**CHALLENGE:** Copy the stretch of the listing from the line containing "Could you tell me where the treeline" through the line containing "[0,45,465,239]", both included, with no other lines.

**SUPPLIED RECORDS:**
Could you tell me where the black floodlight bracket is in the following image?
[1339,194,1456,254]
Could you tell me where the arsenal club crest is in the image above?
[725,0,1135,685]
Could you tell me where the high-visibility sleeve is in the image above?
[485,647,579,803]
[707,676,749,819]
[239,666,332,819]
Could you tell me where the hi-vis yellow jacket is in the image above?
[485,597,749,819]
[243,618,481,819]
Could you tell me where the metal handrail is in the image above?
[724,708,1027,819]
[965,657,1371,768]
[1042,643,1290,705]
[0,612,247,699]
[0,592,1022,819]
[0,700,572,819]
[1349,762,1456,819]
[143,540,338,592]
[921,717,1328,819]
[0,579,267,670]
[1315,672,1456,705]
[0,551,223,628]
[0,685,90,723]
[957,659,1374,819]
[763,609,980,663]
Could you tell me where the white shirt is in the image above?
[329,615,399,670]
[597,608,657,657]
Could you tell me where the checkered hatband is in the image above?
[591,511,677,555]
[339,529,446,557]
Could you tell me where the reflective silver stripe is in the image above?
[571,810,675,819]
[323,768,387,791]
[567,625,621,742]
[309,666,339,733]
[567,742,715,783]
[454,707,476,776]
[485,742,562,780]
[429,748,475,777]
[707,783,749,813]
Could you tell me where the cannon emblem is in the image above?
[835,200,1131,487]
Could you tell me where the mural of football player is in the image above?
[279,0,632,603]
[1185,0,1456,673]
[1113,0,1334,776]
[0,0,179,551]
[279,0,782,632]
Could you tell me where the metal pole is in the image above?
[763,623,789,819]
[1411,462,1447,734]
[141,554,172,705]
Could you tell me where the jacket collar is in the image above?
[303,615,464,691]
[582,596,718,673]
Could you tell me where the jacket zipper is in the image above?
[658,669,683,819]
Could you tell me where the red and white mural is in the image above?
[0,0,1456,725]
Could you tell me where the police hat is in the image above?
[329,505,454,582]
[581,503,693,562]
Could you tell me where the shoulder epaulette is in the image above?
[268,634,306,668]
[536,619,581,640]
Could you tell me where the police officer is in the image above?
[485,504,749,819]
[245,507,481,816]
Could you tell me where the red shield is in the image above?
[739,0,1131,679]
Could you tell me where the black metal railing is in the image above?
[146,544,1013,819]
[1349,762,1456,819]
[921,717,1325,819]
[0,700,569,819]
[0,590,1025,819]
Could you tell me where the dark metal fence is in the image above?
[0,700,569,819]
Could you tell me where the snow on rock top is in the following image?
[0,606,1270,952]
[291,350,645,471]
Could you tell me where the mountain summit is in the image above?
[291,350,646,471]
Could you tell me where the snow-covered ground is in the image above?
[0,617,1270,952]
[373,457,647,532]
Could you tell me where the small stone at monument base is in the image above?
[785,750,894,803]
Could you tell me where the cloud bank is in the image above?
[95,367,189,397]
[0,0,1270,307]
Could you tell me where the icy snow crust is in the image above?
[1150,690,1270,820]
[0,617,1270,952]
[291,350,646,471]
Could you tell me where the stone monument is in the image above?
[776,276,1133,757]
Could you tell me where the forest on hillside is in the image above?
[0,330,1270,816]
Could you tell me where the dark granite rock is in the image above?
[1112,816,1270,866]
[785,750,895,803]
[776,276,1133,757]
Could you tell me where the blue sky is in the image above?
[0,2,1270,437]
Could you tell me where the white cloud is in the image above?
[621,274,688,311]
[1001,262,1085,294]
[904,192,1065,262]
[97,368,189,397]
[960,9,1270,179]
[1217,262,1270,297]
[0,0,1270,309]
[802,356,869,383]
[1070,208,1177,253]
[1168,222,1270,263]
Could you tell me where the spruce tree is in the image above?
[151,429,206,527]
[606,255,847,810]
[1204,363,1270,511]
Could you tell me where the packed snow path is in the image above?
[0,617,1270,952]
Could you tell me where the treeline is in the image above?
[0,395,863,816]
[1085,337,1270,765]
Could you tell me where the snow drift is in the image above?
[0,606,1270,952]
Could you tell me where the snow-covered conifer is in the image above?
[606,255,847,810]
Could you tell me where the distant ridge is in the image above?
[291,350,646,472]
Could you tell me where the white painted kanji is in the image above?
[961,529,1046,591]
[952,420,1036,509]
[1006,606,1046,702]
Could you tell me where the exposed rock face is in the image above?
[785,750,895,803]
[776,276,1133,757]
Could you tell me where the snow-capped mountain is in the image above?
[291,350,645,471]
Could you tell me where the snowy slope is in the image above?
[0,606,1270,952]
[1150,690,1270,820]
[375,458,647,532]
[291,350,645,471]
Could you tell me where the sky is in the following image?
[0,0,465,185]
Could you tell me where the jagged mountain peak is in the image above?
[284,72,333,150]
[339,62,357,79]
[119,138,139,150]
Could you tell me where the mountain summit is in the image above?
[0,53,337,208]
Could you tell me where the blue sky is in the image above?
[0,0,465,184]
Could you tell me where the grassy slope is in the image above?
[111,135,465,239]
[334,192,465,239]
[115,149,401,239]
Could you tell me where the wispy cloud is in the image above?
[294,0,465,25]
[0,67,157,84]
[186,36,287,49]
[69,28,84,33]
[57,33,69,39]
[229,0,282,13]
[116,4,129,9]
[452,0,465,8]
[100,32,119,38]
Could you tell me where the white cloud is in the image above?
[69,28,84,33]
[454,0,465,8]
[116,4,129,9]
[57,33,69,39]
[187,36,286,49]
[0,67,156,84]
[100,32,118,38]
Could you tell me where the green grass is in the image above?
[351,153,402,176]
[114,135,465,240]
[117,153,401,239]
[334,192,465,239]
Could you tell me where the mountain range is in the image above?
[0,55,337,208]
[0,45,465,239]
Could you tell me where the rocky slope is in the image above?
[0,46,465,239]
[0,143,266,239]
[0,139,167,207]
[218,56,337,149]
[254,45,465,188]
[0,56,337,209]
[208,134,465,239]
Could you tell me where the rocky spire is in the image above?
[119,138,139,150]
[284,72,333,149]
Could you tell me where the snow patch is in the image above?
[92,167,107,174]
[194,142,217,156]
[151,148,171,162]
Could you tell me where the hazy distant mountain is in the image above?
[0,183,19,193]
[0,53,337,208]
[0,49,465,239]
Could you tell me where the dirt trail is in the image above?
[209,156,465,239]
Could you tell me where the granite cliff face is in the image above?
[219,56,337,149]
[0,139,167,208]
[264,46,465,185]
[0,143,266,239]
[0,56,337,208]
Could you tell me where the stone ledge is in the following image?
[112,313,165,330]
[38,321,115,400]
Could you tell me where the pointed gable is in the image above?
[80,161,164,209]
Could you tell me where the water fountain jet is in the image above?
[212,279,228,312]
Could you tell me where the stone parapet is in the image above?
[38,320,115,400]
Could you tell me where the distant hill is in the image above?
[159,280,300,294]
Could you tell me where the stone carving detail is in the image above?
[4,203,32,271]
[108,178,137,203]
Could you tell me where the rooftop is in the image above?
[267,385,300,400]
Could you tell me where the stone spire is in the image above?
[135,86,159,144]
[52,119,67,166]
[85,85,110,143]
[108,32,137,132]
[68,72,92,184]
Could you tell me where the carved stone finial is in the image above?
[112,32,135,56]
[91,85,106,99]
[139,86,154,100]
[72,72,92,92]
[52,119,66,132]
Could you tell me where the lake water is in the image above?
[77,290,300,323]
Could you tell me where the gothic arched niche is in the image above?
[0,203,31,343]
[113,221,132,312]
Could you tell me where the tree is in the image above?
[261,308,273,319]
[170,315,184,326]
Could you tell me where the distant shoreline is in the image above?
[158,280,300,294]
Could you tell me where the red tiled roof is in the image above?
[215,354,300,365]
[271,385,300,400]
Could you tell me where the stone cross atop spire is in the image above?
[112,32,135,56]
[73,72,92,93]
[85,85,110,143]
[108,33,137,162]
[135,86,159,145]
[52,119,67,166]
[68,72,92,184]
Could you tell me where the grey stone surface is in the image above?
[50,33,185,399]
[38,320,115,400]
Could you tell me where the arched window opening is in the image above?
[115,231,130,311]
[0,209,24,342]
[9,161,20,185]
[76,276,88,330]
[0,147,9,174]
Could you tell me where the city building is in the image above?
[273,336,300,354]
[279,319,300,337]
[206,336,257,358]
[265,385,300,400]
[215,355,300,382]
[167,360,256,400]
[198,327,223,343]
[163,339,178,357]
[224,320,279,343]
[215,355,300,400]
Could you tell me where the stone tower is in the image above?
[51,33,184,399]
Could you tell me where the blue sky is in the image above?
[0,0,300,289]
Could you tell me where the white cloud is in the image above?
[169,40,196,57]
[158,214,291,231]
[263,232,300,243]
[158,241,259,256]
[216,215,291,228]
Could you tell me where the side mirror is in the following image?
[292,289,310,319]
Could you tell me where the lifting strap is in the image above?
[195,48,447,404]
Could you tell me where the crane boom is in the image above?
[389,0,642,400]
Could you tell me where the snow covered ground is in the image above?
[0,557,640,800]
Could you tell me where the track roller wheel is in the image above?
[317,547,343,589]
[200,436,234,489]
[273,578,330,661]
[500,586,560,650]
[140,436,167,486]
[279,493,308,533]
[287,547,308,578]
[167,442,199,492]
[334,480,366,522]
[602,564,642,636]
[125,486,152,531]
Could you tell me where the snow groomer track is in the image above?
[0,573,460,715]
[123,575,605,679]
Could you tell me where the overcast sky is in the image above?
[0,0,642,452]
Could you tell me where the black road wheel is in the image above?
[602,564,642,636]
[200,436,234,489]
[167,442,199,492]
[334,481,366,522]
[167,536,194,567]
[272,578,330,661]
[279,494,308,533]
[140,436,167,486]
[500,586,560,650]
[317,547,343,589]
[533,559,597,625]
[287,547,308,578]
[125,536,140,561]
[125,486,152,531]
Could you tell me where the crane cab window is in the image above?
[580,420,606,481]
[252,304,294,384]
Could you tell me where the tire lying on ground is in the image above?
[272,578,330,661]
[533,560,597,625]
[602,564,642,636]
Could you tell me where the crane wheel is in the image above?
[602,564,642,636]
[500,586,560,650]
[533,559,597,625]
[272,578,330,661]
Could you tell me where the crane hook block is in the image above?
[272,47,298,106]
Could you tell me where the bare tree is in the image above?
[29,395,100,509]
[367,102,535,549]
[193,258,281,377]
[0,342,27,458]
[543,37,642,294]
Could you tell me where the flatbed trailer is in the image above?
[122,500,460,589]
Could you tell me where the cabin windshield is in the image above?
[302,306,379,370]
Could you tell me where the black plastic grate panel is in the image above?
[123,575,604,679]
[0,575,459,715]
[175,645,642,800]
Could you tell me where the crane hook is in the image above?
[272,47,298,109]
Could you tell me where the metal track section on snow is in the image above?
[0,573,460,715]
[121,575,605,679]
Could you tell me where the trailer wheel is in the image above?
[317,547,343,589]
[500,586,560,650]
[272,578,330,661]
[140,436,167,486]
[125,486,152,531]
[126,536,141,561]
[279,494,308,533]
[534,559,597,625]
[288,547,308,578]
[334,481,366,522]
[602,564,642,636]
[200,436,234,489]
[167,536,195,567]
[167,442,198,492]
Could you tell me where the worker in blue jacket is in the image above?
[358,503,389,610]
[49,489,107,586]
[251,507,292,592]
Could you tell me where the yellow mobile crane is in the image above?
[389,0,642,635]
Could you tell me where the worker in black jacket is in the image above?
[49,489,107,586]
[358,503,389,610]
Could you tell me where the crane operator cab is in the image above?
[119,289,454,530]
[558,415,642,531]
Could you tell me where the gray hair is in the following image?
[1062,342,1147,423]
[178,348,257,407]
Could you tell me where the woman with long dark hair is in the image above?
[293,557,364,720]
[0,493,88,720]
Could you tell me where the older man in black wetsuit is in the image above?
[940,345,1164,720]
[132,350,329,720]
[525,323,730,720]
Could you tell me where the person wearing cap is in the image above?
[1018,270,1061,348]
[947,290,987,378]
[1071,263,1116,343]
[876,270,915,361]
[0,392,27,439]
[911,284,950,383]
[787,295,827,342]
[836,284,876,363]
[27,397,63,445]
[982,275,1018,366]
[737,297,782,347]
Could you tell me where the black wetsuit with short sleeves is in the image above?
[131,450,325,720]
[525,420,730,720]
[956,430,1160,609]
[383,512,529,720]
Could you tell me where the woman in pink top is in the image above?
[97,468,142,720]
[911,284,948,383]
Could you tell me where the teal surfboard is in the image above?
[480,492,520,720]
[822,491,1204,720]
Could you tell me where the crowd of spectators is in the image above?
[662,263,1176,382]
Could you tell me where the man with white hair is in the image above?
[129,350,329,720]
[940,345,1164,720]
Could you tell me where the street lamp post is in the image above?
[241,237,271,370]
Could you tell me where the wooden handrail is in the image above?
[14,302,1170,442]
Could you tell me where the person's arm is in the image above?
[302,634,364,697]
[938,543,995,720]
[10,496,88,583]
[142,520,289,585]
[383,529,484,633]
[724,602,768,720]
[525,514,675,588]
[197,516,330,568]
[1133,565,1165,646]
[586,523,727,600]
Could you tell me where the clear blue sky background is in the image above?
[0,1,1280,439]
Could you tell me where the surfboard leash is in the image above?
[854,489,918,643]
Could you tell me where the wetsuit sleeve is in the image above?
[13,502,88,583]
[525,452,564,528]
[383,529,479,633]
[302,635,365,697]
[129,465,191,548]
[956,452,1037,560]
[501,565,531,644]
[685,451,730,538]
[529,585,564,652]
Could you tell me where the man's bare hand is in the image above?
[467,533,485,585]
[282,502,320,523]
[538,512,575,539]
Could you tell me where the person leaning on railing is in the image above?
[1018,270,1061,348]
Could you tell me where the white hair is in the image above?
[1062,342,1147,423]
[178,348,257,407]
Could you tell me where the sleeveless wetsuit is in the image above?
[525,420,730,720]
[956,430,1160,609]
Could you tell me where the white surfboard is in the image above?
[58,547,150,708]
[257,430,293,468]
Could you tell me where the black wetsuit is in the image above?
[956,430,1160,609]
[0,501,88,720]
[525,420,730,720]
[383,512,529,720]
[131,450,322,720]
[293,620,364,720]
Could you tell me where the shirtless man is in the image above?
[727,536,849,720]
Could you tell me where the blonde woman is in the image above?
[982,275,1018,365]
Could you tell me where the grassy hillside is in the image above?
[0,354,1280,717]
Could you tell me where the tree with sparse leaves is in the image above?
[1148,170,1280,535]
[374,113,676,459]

**RESPONSE BELOW:**
Could you tell me where the treeline is in the image above?
[0,395,863,816]
[1085,337,1270,765]
Could you tell me where the snow drift is in the image above?
[0,606,1270,952]
Could you tell me where the snow-covered conifer is in the image above?
[606,255,847,810]
Could you tell me where the distant ridge is in the image above?
[291,350,646,472]
Could you tell me where the white painted kanji is in the image above?
[961,529,1046,591]
[952,420,1036,509]
[1006,606,1046,702]
Could you tell me where the exposed rock face is in the image above?
[785,750,895,803]
[776,276,1133,757]
Could you tell me where the snow-capped mountain is in the image above?
[291,350,645,471]
Could you tell me where the snowy slope is in the image above?
[0,606,1270,952]
[1150,690,1270,820]
[375,458,647,532]
[291,350,645,471]
Could you tell me where the sky is in the following image?
[0,0,465,185]
Could you tell me where the jagged mountain peak is in the image above?
[284,72,333,150]
[339,62,357,79]
[119,138,139,150]
Could you tell me where the mountain summit is in the image above?
[0,53,337,208]
Could you tell me where the blue sky is in the image above?
[0,0,465,184]
Could you tell me where the grassy slope is in the image above?
[111,135,465,239]
[334,192,465,239]
[115,149,401,239]
Could you tell me where the wispy cloud is in the image above?
[294,0,465,25]
[0,67,157,84]
[186,36,287,49]
[69,28,84,33]
[57,33,69,39]
[229,0,282,13]
[116,4,129,9]
[452,0,465,8]
[100,32,119,38]
Could you tell me where the white cloud is in the image above?
[69,28,84,33]
[454,0,465,8]
[116,4,129,9]
[57,33,69,39]
[187,36,286,49]
[0,67,156,84]
[100,32,118,38]
Could you tell me where the green grass is in the image above?
[351,153,402,176]
[114,135,465,240]
[117,153,401,239]
[334,192,465,239]
Could you tell me where the mountain range is in the image above?
[0,55,337,208]
[0,45,465,239]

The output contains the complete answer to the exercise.